QUESTIONS TO ANSWER:
(A) Edit the news report on Kamala Harris's Vietnam visit: write out everything from "HANOI — Vice" down to "Asia this week.", changing "Southeast Asia" to "the Indo-Pacific".
(B) Pick up the news report on Kamala Harris's Vietnam visit after its last sentence and write what comes next.

QUOTED PASSAGE:

◆ ◆ ◆ ◆ ◆ ◆ ◆

HANOI — Vice President Kamala Harris called on Vietnam to join the U.S. to challenge China’s “bullying” in the South China Sea, a continuation of her sharp rhetoric against Beijing as she tours Southeast Asia this week.
“We need to find ways to pressure and raise the pressure, frankly, on Beijing to abide by the United Nations Convention on the Law of the Sea, and to challenge its bullying and excessive maritime claims,” she said, in remarks at the opening of a bilateral meeting with Vietnamese President Nguyen Xuan Phuc.
Her comments follow sharp words towards Beijing during a speech in Singapore Tuesday, where she said their actions in the South China Sea amount to “coercion” and “intimidation.”
On Wednesday in Vietnam, Harris also said that the U.S. supports sending the country an additional U.S. Coast Guard cutter, to help defend its security interests in the South China Sea. And she embraced elevating the relationship with Vietnam from a comprehensive partnership to a strategic partnership, a diplomatic designation that would reflect the deepening relationship between the two former foes.

◆ ◆ ◆ ◆ ◆ ◆ ◆

DATA RECORDS:
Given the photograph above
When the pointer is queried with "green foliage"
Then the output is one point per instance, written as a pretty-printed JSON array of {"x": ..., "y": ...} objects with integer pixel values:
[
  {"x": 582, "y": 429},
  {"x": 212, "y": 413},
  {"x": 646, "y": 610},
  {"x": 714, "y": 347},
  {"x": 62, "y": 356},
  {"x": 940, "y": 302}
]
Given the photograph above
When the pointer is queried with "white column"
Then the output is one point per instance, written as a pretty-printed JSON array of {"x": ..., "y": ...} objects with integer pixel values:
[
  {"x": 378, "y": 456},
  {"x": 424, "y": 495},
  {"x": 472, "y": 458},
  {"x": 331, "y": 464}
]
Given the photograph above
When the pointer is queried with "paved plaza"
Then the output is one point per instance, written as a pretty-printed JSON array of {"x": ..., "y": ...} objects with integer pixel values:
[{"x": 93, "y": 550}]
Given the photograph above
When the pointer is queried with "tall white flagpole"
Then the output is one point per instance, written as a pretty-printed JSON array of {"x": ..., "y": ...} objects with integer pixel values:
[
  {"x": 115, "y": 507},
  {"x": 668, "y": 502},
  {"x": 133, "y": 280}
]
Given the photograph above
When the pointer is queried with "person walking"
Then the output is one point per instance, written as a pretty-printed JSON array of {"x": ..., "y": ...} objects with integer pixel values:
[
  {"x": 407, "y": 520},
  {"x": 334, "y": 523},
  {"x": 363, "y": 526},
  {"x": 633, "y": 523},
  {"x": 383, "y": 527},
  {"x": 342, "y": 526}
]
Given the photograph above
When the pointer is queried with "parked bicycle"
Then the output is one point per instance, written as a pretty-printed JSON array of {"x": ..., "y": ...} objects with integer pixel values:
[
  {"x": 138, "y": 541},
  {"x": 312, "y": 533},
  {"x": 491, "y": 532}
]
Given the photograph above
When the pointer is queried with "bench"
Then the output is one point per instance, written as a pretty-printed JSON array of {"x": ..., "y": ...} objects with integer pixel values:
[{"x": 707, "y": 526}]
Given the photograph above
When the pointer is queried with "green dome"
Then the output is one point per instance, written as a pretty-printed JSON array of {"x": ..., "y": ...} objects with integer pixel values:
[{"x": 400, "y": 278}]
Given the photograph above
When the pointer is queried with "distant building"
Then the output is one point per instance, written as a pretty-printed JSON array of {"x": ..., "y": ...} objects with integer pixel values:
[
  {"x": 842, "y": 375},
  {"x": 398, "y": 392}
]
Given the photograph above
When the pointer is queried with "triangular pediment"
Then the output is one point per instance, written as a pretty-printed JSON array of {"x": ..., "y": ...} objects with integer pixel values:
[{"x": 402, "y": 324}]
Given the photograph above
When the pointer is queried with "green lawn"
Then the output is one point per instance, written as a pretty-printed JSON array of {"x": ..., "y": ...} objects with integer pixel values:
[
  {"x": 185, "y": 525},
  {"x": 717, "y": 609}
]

◆ ◆ ◆ ◆ ◆ ◆ ◆

ANSWERS BY ITEM:
(A)
HANOI — Vice President Kamala Harris called on Vietnam to join the U.S. to challenge China’s “bullying” in the South China Sea, a continuation of her sharp rhetoric against Beijing as she tours the Indo-Pacific this week.

(B)
They’re the latest moves by the Biden administration to strengthen its alliances in the Indo-Pacific region in an effort to counter China’s influence. Harris’ trip there, which included a stop in Singapore earlier this week, is aimed at broadening U.S. engagement with both nations and affirming the U.S. commitment to the region.
Harris, who is the first U.S. vice president to visit Vietnam, told the nation’s president that “our relationship has come a long way in a quarter of a century.”
She also announced the launch of a new Centers for Disease Control and Prevention Southeast Asia regional office. The new CDC office will be one of four regional offices globally, and it’s focused on collaborating with regional governments on research and training to deal with and prevent global health crises.
The announcement comes as Vietnam is grappling with record high coronavirus infections in Vietnam driven by the delta variant and stubbornly low vaccination rates in the country. The surge in cases prompted a recent lockdown in Ho Chi Minh City, the nation’s business hub and the epicenter of the latest outbreak.
Harris is expected to offer further U.S. support to help the nation expand its vaccination rate, which hovers around 2%. She’ll also emphasize the opportunity for greater collaboration to address climate change and economic aid to the country.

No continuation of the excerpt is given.